-------- Data section --------

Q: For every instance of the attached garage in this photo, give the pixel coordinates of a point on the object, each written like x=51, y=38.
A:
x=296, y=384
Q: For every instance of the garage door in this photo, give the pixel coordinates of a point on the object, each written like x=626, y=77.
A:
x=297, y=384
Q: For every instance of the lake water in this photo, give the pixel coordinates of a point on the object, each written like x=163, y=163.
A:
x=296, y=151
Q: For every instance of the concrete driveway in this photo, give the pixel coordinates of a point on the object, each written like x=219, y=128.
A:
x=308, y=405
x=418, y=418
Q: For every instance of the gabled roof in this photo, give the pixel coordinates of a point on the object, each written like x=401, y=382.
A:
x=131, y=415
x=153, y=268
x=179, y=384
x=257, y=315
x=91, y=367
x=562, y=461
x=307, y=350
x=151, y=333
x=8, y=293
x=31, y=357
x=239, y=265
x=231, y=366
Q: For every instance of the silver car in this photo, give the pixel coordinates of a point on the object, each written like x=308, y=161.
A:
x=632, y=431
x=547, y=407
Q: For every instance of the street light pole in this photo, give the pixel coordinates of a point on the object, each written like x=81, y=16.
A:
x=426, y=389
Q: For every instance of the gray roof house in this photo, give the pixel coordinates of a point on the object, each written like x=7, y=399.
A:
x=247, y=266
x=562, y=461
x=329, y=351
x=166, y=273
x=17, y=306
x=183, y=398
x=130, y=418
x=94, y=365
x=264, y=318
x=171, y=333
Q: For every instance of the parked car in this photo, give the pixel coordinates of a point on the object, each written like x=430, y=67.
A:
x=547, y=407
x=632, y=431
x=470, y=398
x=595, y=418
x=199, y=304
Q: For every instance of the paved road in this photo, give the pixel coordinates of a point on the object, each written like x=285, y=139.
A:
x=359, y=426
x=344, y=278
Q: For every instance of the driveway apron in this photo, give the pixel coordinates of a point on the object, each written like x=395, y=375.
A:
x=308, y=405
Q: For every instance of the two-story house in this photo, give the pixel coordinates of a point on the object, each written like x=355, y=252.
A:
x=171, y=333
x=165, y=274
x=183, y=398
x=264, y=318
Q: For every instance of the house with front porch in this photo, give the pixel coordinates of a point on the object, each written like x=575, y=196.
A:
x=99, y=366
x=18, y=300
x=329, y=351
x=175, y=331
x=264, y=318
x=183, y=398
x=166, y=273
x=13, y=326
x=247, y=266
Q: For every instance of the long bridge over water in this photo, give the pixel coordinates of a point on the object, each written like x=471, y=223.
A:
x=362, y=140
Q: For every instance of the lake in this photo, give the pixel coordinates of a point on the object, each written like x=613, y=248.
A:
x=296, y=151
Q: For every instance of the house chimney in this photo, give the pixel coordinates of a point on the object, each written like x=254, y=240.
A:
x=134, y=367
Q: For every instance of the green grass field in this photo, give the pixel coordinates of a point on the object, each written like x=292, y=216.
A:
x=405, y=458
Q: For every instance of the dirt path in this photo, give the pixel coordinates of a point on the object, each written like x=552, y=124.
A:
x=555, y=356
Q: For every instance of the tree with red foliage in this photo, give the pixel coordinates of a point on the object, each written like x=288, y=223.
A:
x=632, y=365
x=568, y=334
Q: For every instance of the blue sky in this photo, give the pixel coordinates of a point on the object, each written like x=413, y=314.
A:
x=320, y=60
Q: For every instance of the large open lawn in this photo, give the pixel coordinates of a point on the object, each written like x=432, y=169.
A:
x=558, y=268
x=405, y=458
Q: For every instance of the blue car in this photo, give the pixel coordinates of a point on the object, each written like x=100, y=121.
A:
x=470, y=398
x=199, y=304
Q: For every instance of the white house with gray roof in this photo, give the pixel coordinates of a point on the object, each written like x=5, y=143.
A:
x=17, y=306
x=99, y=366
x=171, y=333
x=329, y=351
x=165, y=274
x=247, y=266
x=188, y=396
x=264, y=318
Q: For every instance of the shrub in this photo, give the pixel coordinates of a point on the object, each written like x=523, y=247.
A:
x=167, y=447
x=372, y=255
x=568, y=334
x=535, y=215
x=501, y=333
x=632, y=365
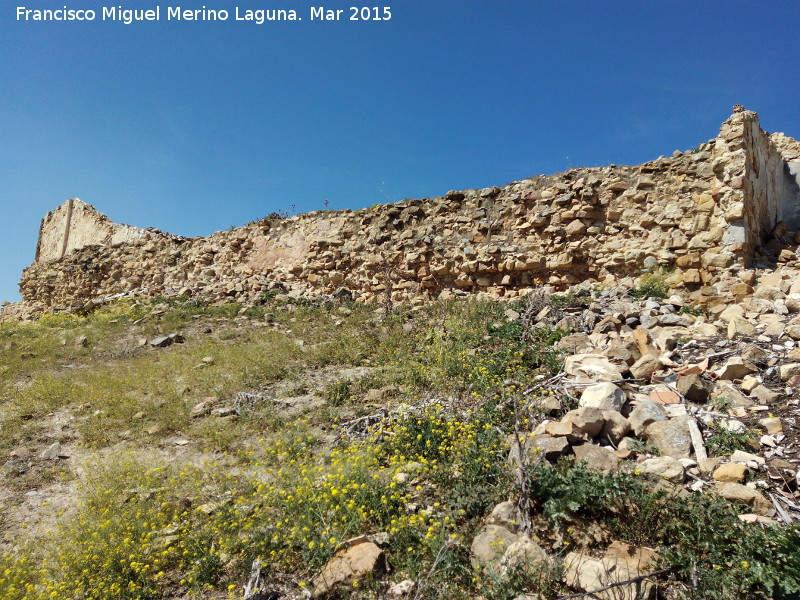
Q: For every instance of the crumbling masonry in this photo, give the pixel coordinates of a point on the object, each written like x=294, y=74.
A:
x=703, y=214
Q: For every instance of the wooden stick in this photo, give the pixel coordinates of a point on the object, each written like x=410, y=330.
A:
x=594, y=593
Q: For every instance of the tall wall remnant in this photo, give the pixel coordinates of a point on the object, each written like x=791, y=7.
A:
x=703, y=214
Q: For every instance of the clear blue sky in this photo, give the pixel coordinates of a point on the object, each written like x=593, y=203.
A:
x=194, y=127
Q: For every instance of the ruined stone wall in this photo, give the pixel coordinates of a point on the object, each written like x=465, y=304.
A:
x=701, y=214
x=75, y=225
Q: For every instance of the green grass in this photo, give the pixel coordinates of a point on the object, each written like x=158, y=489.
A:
x=151, y=522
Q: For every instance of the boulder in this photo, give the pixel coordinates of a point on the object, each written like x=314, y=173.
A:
x=645, y=413
x=348, y=565
x=605, y=396
x=615, y=427
x=736, y=492
x=664, y=467
x=645, y=367
x=490, y=545
x=735, y=472
x=597, y=458
x=671, y=437
x=587, y=368
x=587, y=419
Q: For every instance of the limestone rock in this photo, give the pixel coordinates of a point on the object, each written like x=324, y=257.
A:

--------

The problem:
Return all of the data above word for word, leaving out the pictures.

Solution:
Q: For every instance of the attached garage in this photo, give the pixel coordinates of a point on the object, each written like x=51, y=38.
A:
x=296, y=384
Q: For every instance of the garage door in this photo, give the pixel coordinates of a point on the object, each written like x=626, y=77.
A:
x=297, y=384
Q: For every instance of the lake water in this photo, give the pixel coordinates of a point on the object, each written like x=163, y=163.
A:
x=296, y=151
Q: For every instance of the concrete driveway in this photo, give the pixel coordinates of a point on the object, each written like x=219, y=128.
A:
x=308, y=405
x=418, y=418
Q: For every instance of the gabled roof in this photo, give the pixel coordinates of a point on the object, each written like x=401, y=382.
A:
x=131, y=415
x=153, y=268
x=179, y=384
x=257, y=315
x=91, y=367
x=562, y=461
x=307, y=350
x=151, y=333
x=8, y=293
x=31, y=357
x=239, y=265
x=231, y=366
Q: For every instance of the silver car in this photo, give the pixel coordinates of a point on the object, each written like x=308, y=161.
A:
x=632, y=431
x=547, y=407
Q: For every instance of the street light pole in this photo, give the pixel coordinates of a point on the object, each written like x=81, y=16.
A:
x=426, y=389
Q: For every instance of the gray roof house in this photo, give the pixel coordinates of a point on the object, each written like x=7, y=399.
A:
x=247, y=266
x=562, y=461
x=329, y=351
x=166, y=273
x=17, y=306
x=183, y=398
x=130, y=418
x=94, y=365
x=264, y=318
x=171, y=333
Q: For every instance of the parked car in this photo, give the pixel coordinates of a point on the object, each written like x=430, y=67.
A:
x=547, y=407
x=632, y=431
x=470, y=398
x=595, y=418
x=199, y=304
Q: For every instance of the paved road in this photo, give the pixel coordinates of a point on the object, each written like x=285, y=139.
A:
x=359, y=426
x=344, y=278
Q: For every instance of the driveway apron in this photo, give the pixel coordinates of a point on the object, each written like x=395, y=375.
A:
x=308, y=405
Q: For every instance of the two-story house in this photo, give the pixel coordinates of a point on the object, each written like x=355, y=252.
A:
x=171, y=333
x=165, y=274
x=183, y=398
x=264, y=318
Q: For every instance of the house with front porch in this photo, give the pixel coordinates of a point on the object, each written like x=575, y=196.
A:
x=99, y=366
x=18, y=300
x=329, y=351
x=175, y=331
x=264, y=318
x=183, y=398
x=166, y=273
x=13, y=326
x=247, y=266
Q: For every instance of the long bridge over water in this photo, give the pixel coordinates of a point on the object, each written like x=471, y=223.
A:
x=362, y=140
Q: For every instance of the lake in this photo, give the pixel coordinates of a point on the object, each written like x=613, y=248.
A:
x=296, y=151
Q: For every instance of the house chimney in this photo, give the pixel coordinates of a point on the object, each written like x=254, y=240.
A:
x=134, y=367
Q: For every instance of the green grass field in this photo, give the pixel coordinates of a point on the object, each written like x=292, y=216.
A:
x=405, y=458
Q: For every instance of the dirt path in this photo, give the pixel coordinates of a point on the object, each written like x=552, y=124.
A:
x=555, y=356
Q: For every instance of the tree with red foliage in this photo, give the pixel coordinates of a point on the object, each written like x=288, y=223.
A:
x=632, y=365
x=568, y=334
Q: For every instance of the blue sky in this photo, give the pixel coordinates of a point on the object, each written like x=413, y=314.
A:
x=320, y=60
Q: For every instance of the large open lawn in this photo, give the pixel coordinates of a point on the object, each written like x=432, y=169.
A:
x=558, y=268
x=405, y=458
Q: For every instance of the blue car in this photo, give the pixel coordinates of a point on the object, each written like x=100, y=121.
A:
x=470, y=398
x=199, y=304
Q: For every instance of the white house with gray roof in this photo, give the pixel coordinates of a point on the object, each written like x=5, y=143.
A:
x=17, y=306
x=99, y=366
x=171, y=333
x=329, y=351
x=165, y=274
x=247, y=266
x=188, y=396
x=264, y=318
Q: For every instance of the shrub in this photo, give the pixel coordinates of a point on the object, each written like x=523, y=247.
A:
x=167, y=447
x=372, y=255
x=568, y=334
x=535, y=215
x=501, y=333
x=632, y=365
Q: For every instance of the crumbling masonry in this photo, give the pixel coordinates of a point on the object, each written like x=294, y=74.
A:
x=703, y=214
Q: For every instance of the wooden stick in this photo, give the pixel coordinates of a point on the object, each written like x=410, y=330.
A:
x=594, y=593
Q: For every instance of the tall wall remnant in this photo, give the pixel coordinates of a point on the object, each written like x=791, y=7.
A:
x=703, y=214
Q: For every instance of the clear blue sky in this photo, give the pixel coordinates of a point on the object, each written like x=593, y=203.
A:
x=194, y=127
Q: For every instance of the ruined stone wall in this photo, give the pixel coordinates of a point on the object, each written like x=465, y=304.
A:
x=701, y=214
x=75, y=225
Q: For every instance of the green grass in this photo, give the pixel coordinates of a point on the object, each written like x=158, y=489.
A:
x=151, y=522
Q: For every instance of the boulder in this photo, give the pixel coordinates of a point on the object, each written like x=314, y=173.
A:
x=645, y=413
x=348, y=565
x=605, y=396
x=615, y=427
x=736, y=492
x=664, y=467
x=645, y=367
x=490, y=545
x=735, y=472
x=597, y=458
x=671, y=437
x=587, y=368
x=587, y=419
Q: For every instance of the limestone rock in this photo, give the pixel coordinates of a point on the object, each written like x=324, y=257.
A:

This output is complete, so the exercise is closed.